### SELECTED EXTRACT

++++++

With less to say about my own writing than I’d like, I’m going to be doing more blogging about books I’ve read or am reading. I’m starting today with a post about a quote from Gilead by Marilynne Robinson. (I’m reading Gilead because Jonathan Rogers recommended it highly to me while we were on the Motiv8 Tour.)
I won’t try to explain what is going on in the story, save to say that the main character has just read an article about religion in America. (It might help to say the story is set in the 50’s and the article is supposed to be from ’48.) I’ll begin quoting below:
The article is called “God and the American People,” and it says 95 percent of us say we believe in God. But our religion doesn’t meet the writer’s standards, not at all. To his mind, all those people in all those churches are the scribes and the Pharisees. He seems to me to be a bit of a scribe himself, scorning and rebuking the way he does. How do you tell a scribe from a prophet, which is what he clearly takes himself to be? The prophets love the people they chastise, a thing this writer does not appear to do.
I don’t know, out of the context of the story and the book, how this quote will strike you. It struck me as profound, as several things in the story have. Gilead is one of those books; it rolls along, veering here and there, and every so often it brings the world around you to a standstill with its poignant observations that make you stop reading and consider. This was one of those moments for me.

++++++

### RECORD EXCERPTS
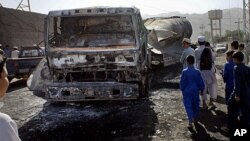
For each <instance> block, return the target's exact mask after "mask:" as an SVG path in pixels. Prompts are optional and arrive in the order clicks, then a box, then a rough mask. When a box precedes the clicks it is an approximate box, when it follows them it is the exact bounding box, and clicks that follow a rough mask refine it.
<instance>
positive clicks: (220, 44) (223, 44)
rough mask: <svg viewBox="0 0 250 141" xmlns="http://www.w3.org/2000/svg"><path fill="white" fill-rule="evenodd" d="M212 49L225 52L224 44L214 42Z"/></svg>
mask: <svg viewBox="0 0 250 141" xmlns="http://www.w3.org/2000/svg"><path fill="white" fill-rule="evenodd" d="M214 50H215V51H216V52H217V53H224V52H226V45H224V44H216V45H215V48H214Z"/></svg>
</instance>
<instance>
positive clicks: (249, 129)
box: [228, 51, 250, 139]
mask: <svg viewBox="0 0 250 141" xmlns="http://www.w3.org/2000/svg"><path fill="white" fill-rule="evenodd" d="M243 59H244V54H243V53H242V52H241V51H236V52H235V53H234V54H233V61H234V63H235V67H234V91H233V93H232V95H231V97H230V99H229V101H228V127H229V131H230V135H231V138H233V135H234V133H235V131H236V129H237V124H236V123H237V117H238V115H239V109H240V112H241V114H242V117H241V123H242V128H243V129H247V131H248V132H249V131H250V112H249V111H250V102H249V101H250V67H248V66H246V65H244V64H243V63H242V61H243ZM248 137H250V136H249V133H248ZM248 139H249V138H248Z"/></svg>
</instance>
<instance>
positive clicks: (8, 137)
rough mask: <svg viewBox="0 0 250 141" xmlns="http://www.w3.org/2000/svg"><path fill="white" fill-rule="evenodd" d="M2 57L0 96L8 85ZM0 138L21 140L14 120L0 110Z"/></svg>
mask: <svg viewBox="0 0 250 141" xmlns="http://www.w3.org/2000/svg"><path fill="white" fill-rule="evenodd" d="M3 58H4V57H3V56H2V55H0V74H1V75H0V98H2V97H3V96H4V95H5V93H6V91H7V88H8V86H9V81H8V78H7V70H6V67H5V60H4V59H3ZM0 138H1V139H0V140H1V141H21V139H20V138H19V137H18V129H17V125H16V123H15V121H13V120H12V119H11V118H10V116H8V115H6V114H4V113H1V112H0Z"/></svg>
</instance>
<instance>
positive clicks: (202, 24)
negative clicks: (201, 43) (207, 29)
mask: <svg viewBox="0 0 250 141" xmlns="http://www.w3.org/2000/svg"><path fill="white" fill-rule="evenodd" d="M200 29H201V34H202V35H204V33H203V30H204V29H205V26H204V25H203V24H202V25H201V26H200Z"/></svg>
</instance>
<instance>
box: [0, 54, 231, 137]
mask: <svg viewBox="0 0 250 141" xmlns="http://www.w3.org/2000/svg"><path fill="white" fill-rule="evenodd" d="M220 59H221V60H224V58H223V57H222V58H220ZM222 64H223V63H222V62H220V63H219V66H218V68H219V69H221V65H222ZM180 70H181V65H175V66H171V67H168V68H165V69H163V70H160V69H156V70H154V72H151V74H150V77H151V89H150V96H149V98H146V99H140V100H134V101H103V102H100V101H98V102H85V103H67V104H51V103H49V102H47V101H46V100H45V99H44V96H43V94H39V93H33V92H32V91H29V90H28V88H27V87H26V84H25V81H22V80H19V81H15V82H12V83H11V85H10V87H9V90H8V92H7V96H6V97H5V99H4V101H5V103H4V106H3V108H2V109H1V112H4V113H7V114H9V115H10V116H11V117H12V118H13V119H14V120H15V121H16V122H17V125H18V127H19V134H20V137H21V139H22V140H23V141H79V140H84V141H88V140H89V141H93V140H97V141H99V140H100V141H103V140H114V141H120V140H122V141H124V140H125V141H138V140H140V141H141V140H143V141H151V140H152V141H158V140H162V141H166V140H185V141H186V140H197V141H198V140H199V141H200V140H228V138H227V137H226V136H225V135H224V134H223V133H222V132H221V131H220V127H221V126H223V125H225V122H226V112H225V111H226V106H225V104H224V97H223V95H224V90H223V87H224V84H223V82H222V79H221V78H220V77H218V87H219V91H218V99H217V102H216V103H215V104H216V108H211V107H210V108H209V110H202V109H201V113H200V116H199V122H198V124H197V125H196V132H197V133H195V134H192V133H191V132H190V131H189V130H188V129H187V128H186V127H187V125H188V121H187V116H186V112H185V111H184V107H183V105H182V94H181V92H180V90H179V73H180Z"/></svg>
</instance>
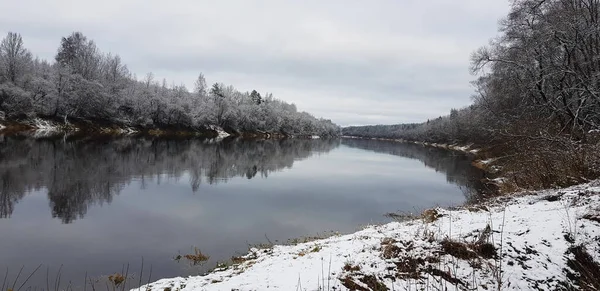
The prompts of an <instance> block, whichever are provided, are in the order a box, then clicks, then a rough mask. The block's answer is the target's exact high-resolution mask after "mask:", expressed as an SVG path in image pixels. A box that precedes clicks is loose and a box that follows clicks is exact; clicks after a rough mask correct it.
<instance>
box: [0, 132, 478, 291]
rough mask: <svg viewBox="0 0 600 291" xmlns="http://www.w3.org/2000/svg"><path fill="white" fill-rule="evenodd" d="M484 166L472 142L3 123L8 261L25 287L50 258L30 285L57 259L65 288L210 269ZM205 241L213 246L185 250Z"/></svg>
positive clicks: (453, 202)
mask: <svg viewBox="0 0 600 291" xmlns="http://www.w3.org/2000/svg"><path fill="white" fill-rule="evenodd" d="M482 175H483V173H481V172H480V171H479V170H478V169H476V168H474V167H472V166H471V161H470V158H469V157H467V156H465V155H462V154H459V153H456V152H451V151H447V150H443V149H437V148H428V147H423V146H419V145H414V144H403V143H398V142H391V141H375V140H358V139H341V140H340V139H334V140H324V139H313V140H303V139H286V140H239V139H238V140H236V139H226V140H222V141H215V140H201V139H160V138H142V137H65V138H44V139H33V138H28V137H22V136H8V137H7V136H4V137H0V183H1V186H0V270H6V269H8V278H9V279H8V281H10V280H11V279H12V281H14V279H15V278H17V273H18V272H19V270H20V268H21V266H24V268H23V271H22V274H21V276H20V278H19V280H18V281H19V282H18V284H17V287H18V286H19V285H20V284H21V283H22V282H23V280H24V279H25V277H27V276H28V275H29V274H30V273H31V272H32V271H33V270H34V269H35V268H36V267H38V266H39V265H40V264H41V268H40V270H38V271H37V273H36V274H34V276H32V277H31V278H30V279H29V281H28V282H27V284H26V285H25V286H39V287H40V288H45V287H46V279H47V278H48V279H49V281H50V282H51V283H50V285H51V288H50V289H53V286H54V283H53V282H54V281H56V280H57V278H58V274H59V271H60V278H61V285H63V287H65V285H66V284H68V282H69V281H71V282H72V285H73V286H80V285H82V283H83V281H84V279H85V278H86V277H87V278H94V280H96V278H102V277H103V276H107V275H110V274H113V273H116V272H119V273H121V272H123V270H126V268H127V267H126V266H127V265H129V272H128V274H130V276H133V277H134V278H136V279H134V280H136V281H137V280H138V279H137V278H139V274H140V273H143V274H142V276H143V277H144V279H143V281H144V282H145V281H148V277H151V278H150V279H151V280H152V281H154V280H156V279H159V278H163V277H173V276H183V275H194V274H200V273H203V272H206V271H207V270H208V269H210V268H212V267H214V266H215V264H216V263H217V262H222V261H227V260H228V259H230V258H231V257H232V256H236V255H241V254H244V253H246V252H247V251H248V247H249V246H250V245H253V244H265V243H285V242H289V241H290V240H292V241H293V240H294V239H296V240H303V239H304V238H306V237H312V236H327V235H330V234H331V233H333V232H339V233H350V232H354V231H356V230H359V229H360V228H361V227H362V226H365V225H368V224H374V223H385V222H388V221H390V218H388V217H386V216H385V214H386V213H390V212H402V213H418V212H420V211H421V210H423V209H426V208H431V207H435V206H453V205H460V204H464V203H465V202H469V201H472V200H474V199H477V197H478V193H480V192H481V190H482V189H481V187H482V185H481V183H480V179H481V178H482V177H483V176H482ZM196 250H198V251H201V252H202V253H203V254H206V255H208V256H210V259H209V260H208V261H207V262H205V263H203V264H200V265H193V264H191V263H190V262H189V261H187V260H185V259H184V260H175V258H177V257H178V256H179V255H185V254H190V253H194V252H195V251H196ZM142 260H143V266H144V270H143V272H142ZM150 268H152V274H150ZM3 272H4V271H3ZM47 274H48V275H47ZM135 276H138V277H135ZM11 284H12V283H11ZM23 290H25V289H23Z"/></svg>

++++++

### TO-DO ITEM
Reproduce the whole blog post on the passage from Gilead word for word.

### YOUR RESPONSE
With less to say about my own writing than I’d like, I’m going to be doing more blogging about books I’ve read or am reading. I’m starting today with a post about a quote from Gilead by Marilynne Robinson. (I’m reading Gilead because Jonathan Rogers recommended it highly to me while we were on the Motiv8 Tour.)
I won’t try to explain what is going on in the story, save to say that the main character has just read an article about religion in America. (It might help to say the story is set in the 50’s and the article is supposed to be from ’48.) I’ll begin quoting below:
The article is called “God and the American People,” and it says 95 percent of us say we believe in God. But our religion doesn’t meet the writer’s standards, not at all. To his mind, all those people in all those churches are the scribes and the Pharisees. He seems to me to be a bit of a scribe himself, scorning and rebuking the way he does. How do you tell a scribe from a prophet, which is what he clearly takes himself to be? The prophets love the people they chastise, a thing this writer does not appear to do.
I don’t know, out of the context of the story and the book, how this quote will strike you. It struck me as profound, as several things in the story have. Gilead is one of those books; it rolls along, veering here and there, and every so often it brings the world around you to a standstill with its poignant observations that make you stop reading and consider. This was one of those moments for me.